About this exercise. The answer should contain only the lines from the beginning of the entries through the line that holds "Target: bronze hanging lantern", given again exactly, with no pictures.

Exercise materials.

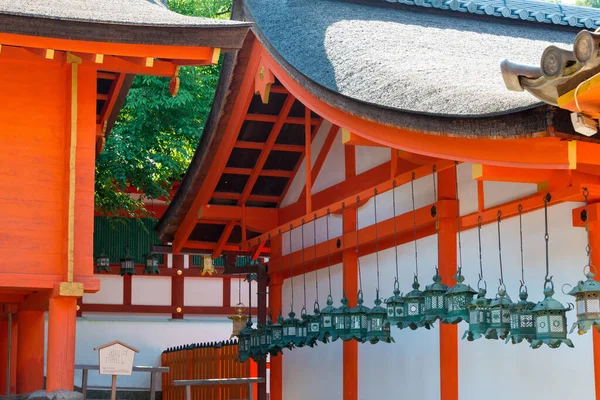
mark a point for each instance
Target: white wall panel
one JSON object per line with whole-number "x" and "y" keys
{"x": 151, "y": 290}
{"x": 203, "y": 292}
{"x": 111, "y": 291}
{"x": 495, "y": 193}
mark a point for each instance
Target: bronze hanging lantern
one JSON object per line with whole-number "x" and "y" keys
{"x": 587, "y": 293}
{"x": 395, "y": 303}
{"x": 499, "y": 306}
{"x": 479, "y": 309}
{"x": 238, "y": 319}
{"x": 378, "y": 327}
{"x": 549, "y": 314}
{"x": 414, "y": 301}
{"x": 522, "y": 326}
{"x": 102, "y": 263}
{"x": 127, "y": 263}
{"x": 458, "y": 297}
{"x": 435, "y": 306}
{"x": 151, "y": 264}
{"x": 327, "y": 330}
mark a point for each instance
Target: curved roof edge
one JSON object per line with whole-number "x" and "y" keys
{"x": 525, "y": 10}
{"x": 520, "y": 123}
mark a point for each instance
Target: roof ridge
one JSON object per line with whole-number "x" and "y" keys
{"x": 525, "y": 10}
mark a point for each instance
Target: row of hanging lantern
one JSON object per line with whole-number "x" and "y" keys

Answer section.
mark a point for each instance
Target: white wall panel
one JSON object per line with whole-number "x" and "y" keys
{"x": 151, "y": 290}
{"x": 203, "y": 292}
{"x": 111, "y": 291}
{"x": 495, "y": 193}
mark a point for each instance
Target: bronze hanging lantern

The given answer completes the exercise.